++++ Excerpted passage

Lloyds Banking Group has decided to either scrap contractors or force them in to umbrella companies, a move that has been dubbed as “bad for contractors and bad for business”.
The Association of Independent Professionals and the Self-Employed (IPSE) is warning other businesses to not follow suite and said this move “could not only harm the self-employed, but also long-term flexibility and productivity.”
At the same time, work-life balance charity, Working Families announced Lloyds as one of the top 10 family friendly employers in the UK due to their flexible and family friendly policies.
Also, just yesterday, the Office of National Statistics (ONS) announced that April – June 2019 saw UK productivity fall at its fastest rate in five years, as it dropped by 0.5 per cent.
Contractors who work for Lloyds will either be moved onto pay as you earn (PAYE), work through umbrella companies which will result in a pay cut of 30 per cent or stop working there altogether.
Andy Chamberlain, IPSE’s deputy director of policy, said:
This is a short-sighted and extremely damaging decision – and not just for the self-employed. It will be bad for contractors and bad for business.
IR35 is impossibly complex, and for a long time, we have warned the Government against forcing this complexity onto businesses across the UK. The risk is that they will panic, as Lloyds seems to have done, and harm the self-employed and the wider economy.
The self-employed are an enormous asset to UK businesses and the economy as a whole. They provide businesses with invaluable flexible expertise and, as a result, add over £275 billion to the economy every year. Decisions like this risk undermining that immense value.
Perhaps worst of all, this may just be a taste of things to come when the changes to IR35 come in to force next April. We urge the government to halt and rethink this dangerous policy. Now, facing an uncertain economic future, this country needs the flexibility and dynamism of the self-employed more than ever, and the government must do more to support them.
This news shortly follows on from Barclays Bank announcing it will stop using off-payroll contractors through limited companies, which IPSE described as “a taste of the IR35 chaos to come”.
The motive behind this move is to circumvent the IR35 regulations which will come in to effect in the private sector in April 2020.
Darius is the editor of HRreview. He has previously worked as a finance reporter for the Daily Express. He studied his journalism masters at Press Association Training and graduated from the University of York with a degree in History.

++++++++

* _Set exercise 1_:
Answer these questions from the article on Lloyds and its contractors:
(a) By how much did UK productivity drop in April – June 2019, according to the ONS?
(b) What pay cut will contractors who move to umbrella companies face?
(c) According to Andy Chamberlain, how much do the self-employed add to the economy each year?
* _Set exercise 2_: Reproduce the part of the article on Lloyds and its contractors that begins at "Lloyds Banking Group" and ends after "family friendly policies.".
None of the entries are needed for this work.

++++ Extracted information

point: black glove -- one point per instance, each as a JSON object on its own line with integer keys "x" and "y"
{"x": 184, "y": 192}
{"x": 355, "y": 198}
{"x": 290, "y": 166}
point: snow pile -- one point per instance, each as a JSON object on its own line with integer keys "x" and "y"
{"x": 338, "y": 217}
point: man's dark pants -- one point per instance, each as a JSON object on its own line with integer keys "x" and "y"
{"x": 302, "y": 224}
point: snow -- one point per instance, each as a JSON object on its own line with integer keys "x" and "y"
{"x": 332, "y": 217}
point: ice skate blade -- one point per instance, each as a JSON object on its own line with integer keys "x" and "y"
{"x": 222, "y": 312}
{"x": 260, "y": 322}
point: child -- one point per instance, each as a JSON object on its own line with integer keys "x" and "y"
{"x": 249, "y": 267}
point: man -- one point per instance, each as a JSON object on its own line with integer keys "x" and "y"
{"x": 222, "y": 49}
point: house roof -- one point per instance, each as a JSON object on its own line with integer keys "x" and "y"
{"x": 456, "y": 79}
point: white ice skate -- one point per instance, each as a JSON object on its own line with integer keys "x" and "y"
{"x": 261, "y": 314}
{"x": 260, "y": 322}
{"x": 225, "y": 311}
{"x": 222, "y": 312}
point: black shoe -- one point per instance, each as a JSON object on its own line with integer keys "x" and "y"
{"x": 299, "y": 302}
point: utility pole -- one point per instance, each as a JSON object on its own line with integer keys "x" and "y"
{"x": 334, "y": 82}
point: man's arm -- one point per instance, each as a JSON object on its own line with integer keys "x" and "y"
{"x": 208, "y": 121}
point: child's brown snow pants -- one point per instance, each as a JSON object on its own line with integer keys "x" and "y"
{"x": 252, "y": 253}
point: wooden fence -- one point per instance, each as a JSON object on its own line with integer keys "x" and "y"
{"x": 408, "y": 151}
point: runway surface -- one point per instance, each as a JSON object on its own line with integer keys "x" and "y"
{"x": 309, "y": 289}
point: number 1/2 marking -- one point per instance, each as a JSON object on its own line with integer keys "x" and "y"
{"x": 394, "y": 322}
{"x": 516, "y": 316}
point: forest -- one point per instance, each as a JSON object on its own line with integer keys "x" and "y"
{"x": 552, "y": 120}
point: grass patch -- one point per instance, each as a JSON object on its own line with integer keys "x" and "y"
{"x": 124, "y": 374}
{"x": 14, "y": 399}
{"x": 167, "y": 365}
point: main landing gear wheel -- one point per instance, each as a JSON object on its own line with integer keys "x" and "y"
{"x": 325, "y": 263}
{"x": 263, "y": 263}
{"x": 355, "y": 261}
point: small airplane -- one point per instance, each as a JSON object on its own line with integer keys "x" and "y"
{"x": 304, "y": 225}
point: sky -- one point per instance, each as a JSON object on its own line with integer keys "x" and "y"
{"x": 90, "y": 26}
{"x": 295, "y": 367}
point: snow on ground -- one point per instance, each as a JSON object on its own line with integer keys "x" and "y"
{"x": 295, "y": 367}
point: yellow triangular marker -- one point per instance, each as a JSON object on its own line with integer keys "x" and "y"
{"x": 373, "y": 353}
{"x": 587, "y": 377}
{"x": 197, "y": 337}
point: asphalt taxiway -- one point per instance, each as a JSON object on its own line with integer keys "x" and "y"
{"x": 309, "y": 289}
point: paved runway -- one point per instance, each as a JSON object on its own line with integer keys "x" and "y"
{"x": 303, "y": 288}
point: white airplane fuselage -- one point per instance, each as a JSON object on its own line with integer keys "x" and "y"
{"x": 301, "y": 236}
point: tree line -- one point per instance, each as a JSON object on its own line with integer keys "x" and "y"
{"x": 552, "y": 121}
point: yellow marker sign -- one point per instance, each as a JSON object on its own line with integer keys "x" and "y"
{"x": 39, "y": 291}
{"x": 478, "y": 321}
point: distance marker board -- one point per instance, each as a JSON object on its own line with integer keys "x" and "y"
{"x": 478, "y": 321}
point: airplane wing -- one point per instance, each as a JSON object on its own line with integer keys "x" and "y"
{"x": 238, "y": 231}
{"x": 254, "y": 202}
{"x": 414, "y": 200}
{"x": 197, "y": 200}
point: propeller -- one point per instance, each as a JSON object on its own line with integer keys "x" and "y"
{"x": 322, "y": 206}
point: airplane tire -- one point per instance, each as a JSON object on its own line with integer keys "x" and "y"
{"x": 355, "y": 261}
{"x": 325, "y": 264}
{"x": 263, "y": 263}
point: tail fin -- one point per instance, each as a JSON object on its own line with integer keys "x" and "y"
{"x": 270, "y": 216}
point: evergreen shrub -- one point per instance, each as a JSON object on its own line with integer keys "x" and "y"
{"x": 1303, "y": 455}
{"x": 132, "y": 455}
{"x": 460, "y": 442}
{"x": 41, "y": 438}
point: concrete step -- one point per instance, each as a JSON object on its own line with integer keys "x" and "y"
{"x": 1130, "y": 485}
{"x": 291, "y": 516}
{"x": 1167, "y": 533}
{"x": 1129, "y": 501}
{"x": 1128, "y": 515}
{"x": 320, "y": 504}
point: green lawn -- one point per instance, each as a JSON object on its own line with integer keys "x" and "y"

++++++++

* _Task answer 1_:
(a) 0.5 per cent
(b) 30 per cent
(c) Over £275 billion

* _Task answer 2_:
Lloyds Banking Group has decided to either scrap contractors or force them in to umbrella companies, a move that has been dubbed as “bad for contractors and bad for business”.
The Association of Independent Professionals and the Self-Employed (IPSE) is warning other businesses to not follow suite and said this move “could not only harm the self-employed, but also long-term flexibility and productivity.”
At the same time, work-life balance charity, Working Families announced Lloyds as one of the top 10 family friendly employers in the UK due to their flexible and family friendly policies.